◆ **Exercise directions**
Write out every line of the material below word for word, in the same order.

◆ **Input material**
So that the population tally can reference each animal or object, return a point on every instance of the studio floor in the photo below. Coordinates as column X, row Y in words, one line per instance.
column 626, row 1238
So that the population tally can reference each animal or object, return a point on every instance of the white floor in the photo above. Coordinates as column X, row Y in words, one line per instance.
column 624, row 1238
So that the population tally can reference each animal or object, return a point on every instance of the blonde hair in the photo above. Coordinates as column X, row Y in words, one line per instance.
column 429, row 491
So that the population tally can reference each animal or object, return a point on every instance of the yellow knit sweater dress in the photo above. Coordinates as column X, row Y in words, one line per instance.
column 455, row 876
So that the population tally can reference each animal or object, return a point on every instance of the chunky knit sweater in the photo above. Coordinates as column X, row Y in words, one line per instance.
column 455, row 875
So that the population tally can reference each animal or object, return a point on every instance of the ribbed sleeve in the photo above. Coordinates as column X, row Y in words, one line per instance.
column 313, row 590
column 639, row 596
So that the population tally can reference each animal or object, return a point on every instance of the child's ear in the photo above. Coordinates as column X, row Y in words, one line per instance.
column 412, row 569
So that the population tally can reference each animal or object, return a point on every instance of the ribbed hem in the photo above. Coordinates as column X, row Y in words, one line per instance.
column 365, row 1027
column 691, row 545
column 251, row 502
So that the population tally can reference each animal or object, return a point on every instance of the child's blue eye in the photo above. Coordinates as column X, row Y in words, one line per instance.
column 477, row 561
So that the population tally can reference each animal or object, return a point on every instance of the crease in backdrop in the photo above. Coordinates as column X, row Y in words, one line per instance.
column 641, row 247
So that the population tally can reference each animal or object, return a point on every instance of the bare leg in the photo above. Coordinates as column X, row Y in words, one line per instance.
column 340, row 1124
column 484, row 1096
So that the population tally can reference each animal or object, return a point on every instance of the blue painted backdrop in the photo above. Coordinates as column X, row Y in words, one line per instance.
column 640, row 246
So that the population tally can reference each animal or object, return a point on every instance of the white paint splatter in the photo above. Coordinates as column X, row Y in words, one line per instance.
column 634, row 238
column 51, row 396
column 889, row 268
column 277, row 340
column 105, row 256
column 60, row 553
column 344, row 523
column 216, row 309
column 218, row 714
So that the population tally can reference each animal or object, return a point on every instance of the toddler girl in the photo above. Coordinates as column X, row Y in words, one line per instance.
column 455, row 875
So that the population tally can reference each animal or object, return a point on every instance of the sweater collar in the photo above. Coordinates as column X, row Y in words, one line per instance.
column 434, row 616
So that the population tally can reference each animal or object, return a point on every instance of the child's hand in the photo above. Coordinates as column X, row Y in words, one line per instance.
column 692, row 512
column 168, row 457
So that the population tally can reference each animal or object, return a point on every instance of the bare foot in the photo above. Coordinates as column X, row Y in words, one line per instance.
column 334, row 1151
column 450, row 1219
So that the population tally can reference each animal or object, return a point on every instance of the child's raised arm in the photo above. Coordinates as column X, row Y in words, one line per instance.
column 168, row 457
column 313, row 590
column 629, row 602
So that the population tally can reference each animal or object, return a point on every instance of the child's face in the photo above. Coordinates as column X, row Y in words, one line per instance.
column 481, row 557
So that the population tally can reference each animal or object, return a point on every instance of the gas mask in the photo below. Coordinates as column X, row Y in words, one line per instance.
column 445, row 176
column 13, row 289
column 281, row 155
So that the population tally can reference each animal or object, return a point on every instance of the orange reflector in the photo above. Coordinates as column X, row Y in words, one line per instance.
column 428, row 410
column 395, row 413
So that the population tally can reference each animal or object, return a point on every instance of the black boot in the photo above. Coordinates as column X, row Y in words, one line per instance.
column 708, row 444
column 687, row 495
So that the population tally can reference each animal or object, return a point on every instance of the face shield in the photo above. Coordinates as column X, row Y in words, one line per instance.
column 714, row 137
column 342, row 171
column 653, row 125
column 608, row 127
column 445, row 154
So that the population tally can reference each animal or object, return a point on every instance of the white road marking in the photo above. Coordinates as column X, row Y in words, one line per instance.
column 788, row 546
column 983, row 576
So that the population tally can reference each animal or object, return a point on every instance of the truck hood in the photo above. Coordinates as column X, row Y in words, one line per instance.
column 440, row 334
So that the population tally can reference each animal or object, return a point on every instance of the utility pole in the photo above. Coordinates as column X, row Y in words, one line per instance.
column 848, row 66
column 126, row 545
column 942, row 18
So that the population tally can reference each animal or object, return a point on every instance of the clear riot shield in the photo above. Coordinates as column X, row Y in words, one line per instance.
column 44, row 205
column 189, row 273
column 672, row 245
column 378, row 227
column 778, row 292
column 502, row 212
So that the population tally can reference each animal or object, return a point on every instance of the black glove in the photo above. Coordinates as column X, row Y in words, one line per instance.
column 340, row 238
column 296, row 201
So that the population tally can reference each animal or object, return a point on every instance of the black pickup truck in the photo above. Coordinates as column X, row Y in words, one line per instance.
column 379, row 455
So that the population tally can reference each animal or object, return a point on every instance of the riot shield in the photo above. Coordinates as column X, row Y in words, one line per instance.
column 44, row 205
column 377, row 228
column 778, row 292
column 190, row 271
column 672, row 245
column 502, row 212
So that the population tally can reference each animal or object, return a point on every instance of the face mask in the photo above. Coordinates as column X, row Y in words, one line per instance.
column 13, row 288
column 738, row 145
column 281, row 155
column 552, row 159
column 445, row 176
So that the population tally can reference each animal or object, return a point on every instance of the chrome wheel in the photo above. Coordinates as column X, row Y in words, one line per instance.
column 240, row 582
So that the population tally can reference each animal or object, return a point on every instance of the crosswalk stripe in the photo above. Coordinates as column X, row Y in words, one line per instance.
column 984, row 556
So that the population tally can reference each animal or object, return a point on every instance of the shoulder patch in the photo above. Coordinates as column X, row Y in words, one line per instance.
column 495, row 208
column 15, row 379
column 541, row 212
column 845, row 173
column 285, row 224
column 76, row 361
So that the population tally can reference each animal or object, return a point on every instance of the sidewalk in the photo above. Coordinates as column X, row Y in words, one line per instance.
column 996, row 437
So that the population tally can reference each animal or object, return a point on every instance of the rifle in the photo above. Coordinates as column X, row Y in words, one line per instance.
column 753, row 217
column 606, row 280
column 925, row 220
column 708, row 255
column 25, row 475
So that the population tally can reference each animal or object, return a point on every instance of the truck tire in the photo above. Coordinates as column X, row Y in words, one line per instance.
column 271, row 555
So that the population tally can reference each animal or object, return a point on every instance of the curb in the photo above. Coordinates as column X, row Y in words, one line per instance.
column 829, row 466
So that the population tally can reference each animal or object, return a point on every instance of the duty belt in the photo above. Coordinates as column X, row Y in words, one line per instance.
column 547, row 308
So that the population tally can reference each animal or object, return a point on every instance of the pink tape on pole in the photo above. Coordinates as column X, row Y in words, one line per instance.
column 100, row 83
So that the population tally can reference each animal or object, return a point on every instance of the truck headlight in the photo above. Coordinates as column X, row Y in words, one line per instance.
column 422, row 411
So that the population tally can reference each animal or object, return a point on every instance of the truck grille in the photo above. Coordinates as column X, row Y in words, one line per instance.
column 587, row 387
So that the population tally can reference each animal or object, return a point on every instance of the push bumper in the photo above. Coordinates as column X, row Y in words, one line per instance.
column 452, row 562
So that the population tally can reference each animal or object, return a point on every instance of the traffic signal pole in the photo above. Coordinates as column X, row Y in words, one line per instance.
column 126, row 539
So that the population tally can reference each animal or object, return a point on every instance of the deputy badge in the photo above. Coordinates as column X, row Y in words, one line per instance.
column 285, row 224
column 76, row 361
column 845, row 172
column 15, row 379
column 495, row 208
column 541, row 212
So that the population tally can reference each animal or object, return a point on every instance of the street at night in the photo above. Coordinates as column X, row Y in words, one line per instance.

◆ **Task output**
So that the population tally can reference each animal or object, return a point on every instance of the studio floor in the photo below. Coordinates as column X, row Y in words, one line per instance.
column 626, row 1238
So that the population tally can reference each animal or object, return a point on every instance of the white floor in the photo above. Coordinates as column X, row Y in words, one line per instance.
column 624, row 1238
So that the population tally can reference each animal or object, return a point on every instance of the blonde hair in the photo above. Coordinates as column X, row Y in words, one line per instance.
column 429, row 491
So that the population tally can reference each animal or object, return a point on every instance of the yellow knit sweater dress in the photo above. Coordinates as column X, row Y in words, one line per instance.
column 455, row 876
So that the population tally can reference each animal or object, return a point on every instance of the chunky knit sweater in the photo above. Coordinates as column X, row Y in words, one line per instance.
column 455, row 875
So that the population tally can reference each animal or object, return a point on every instance of the ribbed sleeve in the photo above. Coordinates as column X, row Y in words, one line per instance.
column 313, row 590
column 639, row 596
So that the population tally can reference each animal or object, return a point on every instance of the child's ear in the photo above. Coordinates as column X, row Y in words, one line per instance.
column 412, row 569
So that the population tally can reference each animal or object, return a point on every instance of the ribbed hem in the photo above. Coordinates as column X, row Y in words, one line per instance.
column 365, row 1027
column 691, row 545
column 251, row 502
So that the population tally can reference each animal or object, return a point on every instance of the child's blue eye in the photo above. Coordinates as column X, row Y in words, one line per instance.
column 477, row 561
So that the population tally can reference each animal or object, return a point on every instance of the crease in backdrop in the photo above. Coordinates as column X, row Y in words, one line per instance.
column 641, row 247
So that the population tally can reference each animal or object, return a point on every instance of the bare leg in the photo above. Coordinates as column X, row Y in words, one line per instance.
column 340, row 1124
column 484, row 1096
So that the population tally can reference each animal or object, return a point on every instance of the blue painted backdrop in the photo above. Coordinates as column X, row Y in words, one line per instance.
column 640, row 246
So that the population tally can reference each animal or object, return a point on every instance of the white paint splatter in the photo above. Coordinates as column X, row Y in words, one line per instance.
column 634, row 238
column 51, row 396
column 889, row 268
column 277, row 340
column 105, row 256
column 60, row 553
column 344, row 523
column 216, row 309
column 218, row 714
So that the population tally can reference each animal or object, return a point on every instance of the toddler girl in the photo above. Coordinates as column X, row Y in words, one line per instance.
column 455, row 875
So that the population tally can reference each animal or object, return a point on every instance of the sweater collar in the photo above. Coordinates as column X, row Y in words, one line per instance.
column 434, row 616
So that the population tally can reference each animal or object, return a point on every instance of the child's hand in the photo above. Coordinates as column X, row Y in words, one line per instance.
column 692, row 512
column 168, row 457
So that the population tally can reference each animal or object, return a point on every instance of the bare foot in the photo above. Coordinates as column X, row Y in words, one line per instance.
column 334, row 1151
column 450, row 1219
So that the population tally can reference each animal or object, return a point on every instance of the child's raised arm in the photo above. Coordinates as column X, row Y in words, one line per instance.
column 168, row 457
column 313, row 590
column 629, row 602
So that the population tally can reference each animal or object, return a point on every instance of the child's face in the photo above. Coordinates as column X, row Y in words, one line per instance.
column 481, row 557
So that the population tally can reference each animal or object, return a point on every instance of the gas mask in the photo below. Coordinates as column X, row Y in words, one line per instance.
column 445, row 176
column 13, row 289
column 281, row 155
So that the population tally can reference each animal or object, return a point on every instance of the orange reflector in the photo above. Coordinates as column X, row Y in words, one line per instance.
column 428, row 410
column 395, row 413
So that the population tally can reference each animal or object, return a point on every instance of the black boot in the photo above. Coordinates as column X, row Y in words, one line per instance.
column 708, row 444
column 687, row 495
So that the population tally can reference each animal or object, return a point on every instance of the face shield in the photo above. Coordinates as column X, row Y in words, one line per instance.
column 714, row 137
column 342, row 171
column 653, row 125
column 608, row 127
column 445, row 154
So that the population tally can reference each animal or object, return a point on every instance of the white road marking in the photo above. Coordinates as column X, row Y in words, one line per instance.
column 788, row 546
column 983, row 576
So that the population tally can reference each animal or object, return a point on every instance of the truck hood in the photo above. Coordinates as column X, row Y in words, one line per instance.
column 440, row 334
So that the population tally can reference each animal or object, return a point on every instance of the utility pole in the photo above. Coordinates as column X, row Y in words, one line per instance.
column 848, row 66
column 126, row 545
column 942, row 18
So that the population tally can reference each animal or object, return a point on every instance of the clear riot shield in the photo above. Coordinates as column X, row Y in words, one line per instance.
column 44, row 205
column 189, row 273
column 672, row 245
column 378, row 227
column 778, row 292
column 502, row 212
So that the population tally can reference each animal or object, return a point on every instance of the black glove in the photo above. Coordinates as column X, row Y in words, one line per instance.
column 340, row 238
column 296, row 201
So that the population tally can reference each animal or object, return a point on every instance of the black pickup truck in the photo above. Coordinates as column X, row Y in words, one line per instance.
column 379, row 455
So that the population tally can reference each animal or object, return a point on every instance of the riot shield in the photo above. Coordinates as column X, row Y in words, one line per instance.
column 44, row 205
column 377, row 228
column 778, row 292
column 190, row 271
column 672, row 245
column 502, row 212
So that the population tally can reference each animal or object, return a point on every instance of the face mask in the photo above. Coordinates as column X, row Y in words, one line per instance.
column 13, row 288
column 738, row 145
column 281, row 155
column 552, row 159
column 445, row 176
So that the population tally can reference each animal or object, return a point on every instance of the chrome wheel in the photo above. Coordinates as column X, row Y in words, one line per instance.
column 240, row 582
So that the population tally can reference each animal or object, return a point on every instance of the crosswalk stripe in the photo above. Coordinates as column X, row Y in words, one line per instance.
column 984, row 556
So that the population tally can reference each animal or object, return a point on every instance of the shoulder patch in the photo above. Coordinates as column X, row Y in words, one line per instance.
column 495, row 208
column 15, row 379
column 541, row 212
column 845, row 173
column 285, row 224
column 76, row 361
So that the population tally can reference each animal or object, return a point on every instance of the sidewalk in the photo above. Coordinates as column X, row Y in words, one line per instance.
column 996, row 437
So that the population tally can reference each animal or object, return a point on every instance of the rifle in the photo above. Coordinates as column X, row Y in words, one line per instance.
column 753, row 217
column 606, row 280
column 925, row 220
column 708, row 255
column 25, row 475
So that the population tally can reference each animal or object, return a point on every instance of the truck tire in the photo above. Coordinates as column X, row Y in words, one line per instance.
column 271, row 555
So that the population tally can reference each animal or object, return a point on every instance of the curb in the photo above. Coordinates as column X, row Y in words, one line per instance.
column 829, row 466
So that the population tally can reference each animal or object, return a point on every instance of the duty belt in the photo above. Coordinates as column X, row Y in words, one line per instance.
column 547, row 308
So that the population tally can reference each animal or object, return a point on every instance of the pink tape on pole in the photo above. Coordinates as column X, row Y in words, one line per instance.
column 100, row 83
So that the population tally can reference each animal or object, return a point on every instance of the truck headlight in the photo above. Coordinates as column X, row Y in words, one line per instance.
column 422, row 411
So that the population tally can reference each animal or object, return a point on every instance of the truck grille in the photo above. Coordinates as column X, row Y in words, one line per instance.
column 587, row 387
So that the population tally can reference each animal or object, return a point on every instance of the push bumper in the photo above. Coordinates as column X, row Y in words, one line per instance.
column 452, row 562
So that the population tally can reference each animal or object, return a point on every instance of the traffic signal pole in the photo above. Coordinates as column X, row Y in words, one line per instance.
column 126, row 539
So that the population tally can reference each animal or object, return a point on every instance of the deputy badge in the photo above. Coordinates as column X, row Y in words, one line per instance.
column 285, row 224
column 76, row 361
column 845, row 172
column 15, row 379
column 495, row 208
column 541, row 212
So that the population tally can reference each animal or object, return a point on every instance of the street at night in the photo above. Coordinates as column X, row Y in words, one line per instance.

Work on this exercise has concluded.